WHAT YOU WILL DO:
Reproduce the entries exactly.

══ MATERIAL ══

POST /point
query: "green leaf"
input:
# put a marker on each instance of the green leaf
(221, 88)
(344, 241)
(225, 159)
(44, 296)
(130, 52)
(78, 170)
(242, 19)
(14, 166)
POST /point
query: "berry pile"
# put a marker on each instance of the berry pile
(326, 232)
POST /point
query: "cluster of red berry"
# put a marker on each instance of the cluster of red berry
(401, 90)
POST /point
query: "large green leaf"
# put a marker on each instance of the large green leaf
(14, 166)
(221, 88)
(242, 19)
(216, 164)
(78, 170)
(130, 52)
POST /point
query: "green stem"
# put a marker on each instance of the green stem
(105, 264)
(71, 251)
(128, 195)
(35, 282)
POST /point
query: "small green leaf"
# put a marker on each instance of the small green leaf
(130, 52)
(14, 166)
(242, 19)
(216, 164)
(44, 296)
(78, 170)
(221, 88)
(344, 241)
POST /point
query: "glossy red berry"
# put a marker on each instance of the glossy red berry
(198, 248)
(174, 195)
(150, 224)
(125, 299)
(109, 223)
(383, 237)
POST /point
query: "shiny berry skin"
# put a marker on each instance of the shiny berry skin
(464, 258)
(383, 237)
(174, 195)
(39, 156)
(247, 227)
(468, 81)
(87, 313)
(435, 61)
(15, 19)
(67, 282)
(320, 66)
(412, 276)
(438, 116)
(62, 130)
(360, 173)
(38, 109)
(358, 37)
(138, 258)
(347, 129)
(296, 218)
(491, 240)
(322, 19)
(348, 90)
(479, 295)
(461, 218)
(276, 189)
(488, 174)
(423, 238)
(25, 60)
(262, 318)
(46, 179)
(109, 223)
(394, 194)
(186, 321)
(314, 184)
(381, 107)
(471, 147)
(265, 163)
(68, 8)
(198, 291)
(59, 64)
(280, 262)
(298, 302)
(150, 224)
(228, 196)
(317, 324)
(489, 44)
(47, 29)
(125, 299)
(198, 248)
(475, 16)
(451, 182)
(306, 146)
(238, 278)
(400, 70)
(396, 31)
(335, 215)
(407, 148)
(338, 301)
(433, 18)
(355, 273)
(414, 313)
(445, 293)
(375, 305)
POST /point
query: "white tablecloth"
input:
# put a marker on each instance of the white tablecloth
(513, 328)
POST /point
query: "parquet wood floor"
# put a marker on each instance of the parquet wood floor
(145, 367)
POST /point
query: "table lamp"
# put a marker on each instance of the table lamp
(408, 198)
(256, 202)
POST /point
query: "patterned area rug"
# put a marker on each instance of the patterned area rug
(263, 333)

═══

RESULT FOR THIS EXERCISE:
POST /point
query: "green leaf"
input:
# put a marker on each instance of the green leaf
(221, 88)
(344, 241)
(225, 159)
(44, 296)
(130, 52)
(78, 170)
(242, 19)
(14, 166)
POST /point
query: "berry pile"
# put a marker on each instance of the berry pile
(326, 232)
POST /point
query: "cluster of red berry"
# put a marker on each instance of the cluster of red berry
(401, 90)
POST /point
query: "large green leaf"
# put a marker on each instance of the large green leaf
(14, 166)
(221, 88)
(242, 19)
(216, 164)
(78, 170)
(130, 52)
POST /point
query: "green stem"
# put a marker on each instance of the green stem
(105, 264)
(71, 251)
(128, 195)
(35, 282)
POST /point
query: "small green leaf"
# put a marker on each instance of the small green leaf
(130, 52)
(14, 166)
(242, 19)
(216, 164)
(44, 296)
(78, 170)
(221, 88)
(344, 241)
POST /point
query: "glossy red berry"
# put a marker on each instance of the glossy red berry
(198, 248)
(174, 195)
(150, 224)
(125, 299)
(109, 223)
(383, 237)
POST /point
query: "shiny berry skin"
# put a marker on each instance of the shiny berry skin
(464, 258)
(383, 237)
(174, 195)
(39, 156)
(247, 227)
(468, 81)
(87, 313)
(435, 61)
(15, 19)
(67, 282)
(320, 66)
(412, 276)
(438, 116)
(62, 130)
(360, 173)
(38, 109)
(358, 37)
(138, 258)
(347, 129)
(296, 218)
(491, 240)
(322, 19)
(348, 90)
(479, 295)
(461, 218)
(276, 189)
(488, 174)
(423, 238)
(25, 60)
(262, 318)
(46, 179)
(109, 223)
(394, 194)
(186, 321)
(314, 184)
(381, 107)
(471, 147)
(265, 163)
(68, 8)
(198, 291)
(59, 64)
(280, 262)
(298, 302)
(150, 224)
(228, 196)
(317, 324)
(489, 44)
(47, 29)
(125, 299)
(198, 248)
(475, 16)
(451, 182)
(306, 146)
(238, 278)
(400, 70)
(396, 31)
(335, 215)
(407, 148)
(338, 301)
(433, 18)
(355, 273)
(414, 313)
(445, 293)
(375, 305)
POST /point
query: "white tablecloth"
input:
# put a marker on each instance of the white tablecloth
(513, 328)
POST /point
query: "parquet wood floor"
# put a marker on each instance of the parquet wood floor
(145, 367)
POST /point
query: "table lamp"
# put a marker on each instance of the table lamp
(408, 198)
(256, 202)
POST /point
query: "patterned area rug"
# put a marker on each instance of the patterned area rug
(263, 333)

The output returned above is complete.